%%
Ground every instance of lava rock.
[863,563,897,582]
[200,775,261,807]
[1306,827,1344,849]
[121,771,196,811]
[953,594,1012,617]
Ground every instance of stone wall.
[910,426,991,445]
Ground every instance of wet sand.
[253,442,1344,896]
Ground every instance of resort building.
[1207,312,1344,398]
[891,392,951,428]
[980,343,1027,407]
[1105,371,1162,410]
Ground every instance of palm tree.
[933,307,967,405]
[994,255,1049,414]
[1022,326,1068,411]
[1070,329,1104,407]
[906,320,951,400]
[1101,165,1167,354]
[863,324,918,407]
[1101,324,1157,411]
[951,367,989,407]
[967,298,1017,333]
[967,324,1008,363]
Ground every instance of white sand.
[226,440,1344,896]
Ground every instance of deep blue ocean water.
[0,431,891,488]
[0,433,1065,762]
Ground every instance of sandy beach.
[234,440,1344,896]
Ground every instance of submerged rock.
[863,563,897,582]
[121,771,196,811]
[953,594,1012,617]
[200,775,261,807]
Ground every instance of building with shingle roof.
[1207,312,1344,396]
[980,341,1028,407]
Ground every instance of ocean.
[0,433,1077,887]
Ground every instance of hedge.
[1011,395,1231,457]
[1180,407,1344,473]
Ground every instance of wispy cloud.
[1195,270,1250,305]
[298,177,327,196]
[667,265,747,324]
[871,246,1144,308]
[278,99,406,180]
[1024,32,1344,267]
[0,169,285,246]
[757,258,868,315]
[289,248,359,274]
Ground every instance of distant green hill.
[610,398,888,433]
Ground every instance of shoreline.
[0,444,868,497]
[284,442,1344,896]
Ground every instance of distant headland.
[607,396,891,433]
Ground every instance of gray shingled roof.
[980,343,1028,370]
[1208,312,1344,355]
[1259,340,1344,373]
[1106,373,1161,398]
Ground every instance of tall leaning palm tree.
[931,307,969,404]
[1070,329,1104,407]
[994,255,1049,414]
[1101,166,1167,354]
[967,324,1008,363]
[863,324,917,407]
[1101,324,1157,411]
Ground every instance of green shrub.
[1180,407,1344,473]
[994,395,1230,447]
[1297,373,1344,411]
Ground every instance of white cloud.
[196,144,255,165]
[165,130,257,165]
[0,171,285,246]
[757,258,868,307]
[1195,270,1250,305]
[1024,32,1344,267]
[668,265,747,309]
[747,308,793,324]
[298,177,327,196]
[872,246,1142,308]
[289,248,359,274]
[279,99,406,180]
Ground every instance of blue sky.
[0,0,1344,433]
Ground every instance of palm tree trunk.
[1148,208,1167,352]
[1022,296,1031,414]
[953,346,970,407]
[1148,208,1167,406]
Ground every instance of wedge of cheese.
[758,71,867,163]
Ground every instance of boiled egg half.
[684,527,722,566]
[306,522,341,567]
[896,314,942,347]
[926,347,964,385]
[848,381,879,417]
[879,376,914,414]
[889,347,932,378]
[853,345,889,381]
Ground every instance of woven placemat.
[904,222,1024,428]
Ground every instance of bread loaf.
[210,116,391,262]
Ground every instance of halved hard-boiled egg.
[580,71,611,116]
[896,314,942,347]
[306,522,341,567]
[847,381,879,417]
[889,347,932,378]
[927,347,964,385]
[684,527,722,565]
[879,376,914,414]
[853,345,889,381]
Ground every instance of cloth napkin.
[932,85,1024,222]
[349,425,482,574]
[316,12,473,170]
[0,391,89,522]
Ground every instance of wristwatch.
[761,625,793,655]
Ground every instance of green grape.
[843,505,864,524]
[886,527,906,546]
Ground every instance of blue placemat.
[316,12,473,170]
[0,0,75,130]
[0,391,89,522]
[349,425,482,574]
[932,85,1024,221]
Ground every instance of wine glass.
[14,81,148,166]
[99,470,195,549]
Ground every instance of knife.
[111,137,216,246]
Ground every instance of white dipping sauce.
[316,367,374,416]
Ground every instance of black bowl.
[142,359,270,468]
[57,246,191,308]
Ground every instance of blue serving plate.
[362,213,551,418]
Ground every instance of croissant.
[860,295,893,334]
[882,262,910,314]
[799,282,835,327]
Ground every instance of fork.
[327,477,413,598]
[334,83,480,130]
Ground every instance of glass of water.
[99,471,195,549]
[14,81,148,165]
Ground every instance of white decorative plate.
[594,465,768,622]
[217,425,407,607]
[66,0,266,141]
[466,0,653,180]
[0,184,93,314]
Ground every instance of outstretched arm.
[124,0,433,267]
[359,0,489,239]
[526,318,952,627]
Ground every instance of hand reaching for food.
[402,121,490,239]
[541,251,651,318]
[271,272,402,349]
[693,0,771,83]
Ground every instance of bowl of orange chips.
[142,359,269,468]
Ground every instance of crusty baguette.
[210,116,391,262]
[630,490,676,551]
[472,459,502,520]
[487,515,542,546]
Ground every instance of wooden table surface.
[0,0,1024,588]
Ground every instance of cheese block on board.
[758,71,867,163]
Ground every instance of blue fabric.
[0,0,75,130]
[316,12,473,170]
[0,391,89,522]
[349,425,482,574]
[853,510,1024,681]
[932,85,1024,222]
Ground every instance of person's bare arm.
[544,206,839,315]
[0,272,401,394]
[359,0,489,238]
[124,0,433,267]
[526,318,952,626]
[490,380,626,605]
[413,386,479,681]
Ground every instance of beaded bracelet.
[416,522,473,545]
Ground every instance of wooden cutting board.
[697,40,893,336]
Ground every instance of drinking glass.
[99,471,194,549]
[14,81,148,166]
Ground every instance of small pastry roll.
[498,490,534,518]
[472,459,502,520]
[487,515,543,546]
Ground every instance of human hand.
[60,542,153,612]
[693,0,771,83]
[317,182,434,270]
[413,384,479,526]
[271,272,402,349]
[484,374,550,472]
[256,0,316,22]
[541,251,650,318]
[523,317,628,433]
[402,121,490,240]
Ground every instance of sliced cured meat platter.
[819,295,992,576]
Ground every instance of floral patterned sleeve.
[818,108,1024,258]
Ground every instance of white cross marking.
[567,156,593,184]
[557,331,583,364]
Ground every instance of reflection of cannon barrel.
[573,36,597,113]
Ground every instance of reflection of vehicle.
%%
OBJECTIVE: Can you rewrite the rows above as a numbered list, beginning at the very first row and stopping after the line that contains "[1105,371,1162,410]", with any blank lines dropped?

TASK ANSWER:
1. Ground every instance of lava rock.
2. [863,563,897,582]
3. [200,775,261,807]
4. [1306,827,1344,849]
5. [121,771,196,811]
6. [953,594,1012,617]
7. Ground every instance of stone wall.
8. [910,426,991,445]
9. Ground every instance of wet sand.
10. [253,442,1344,896]
11. Ground every instance of resort building.
12. [1207,312,1344,398]
13. [891,392,951,428]
14. [980,343,1027,407]
15. [1105,371,1162,410]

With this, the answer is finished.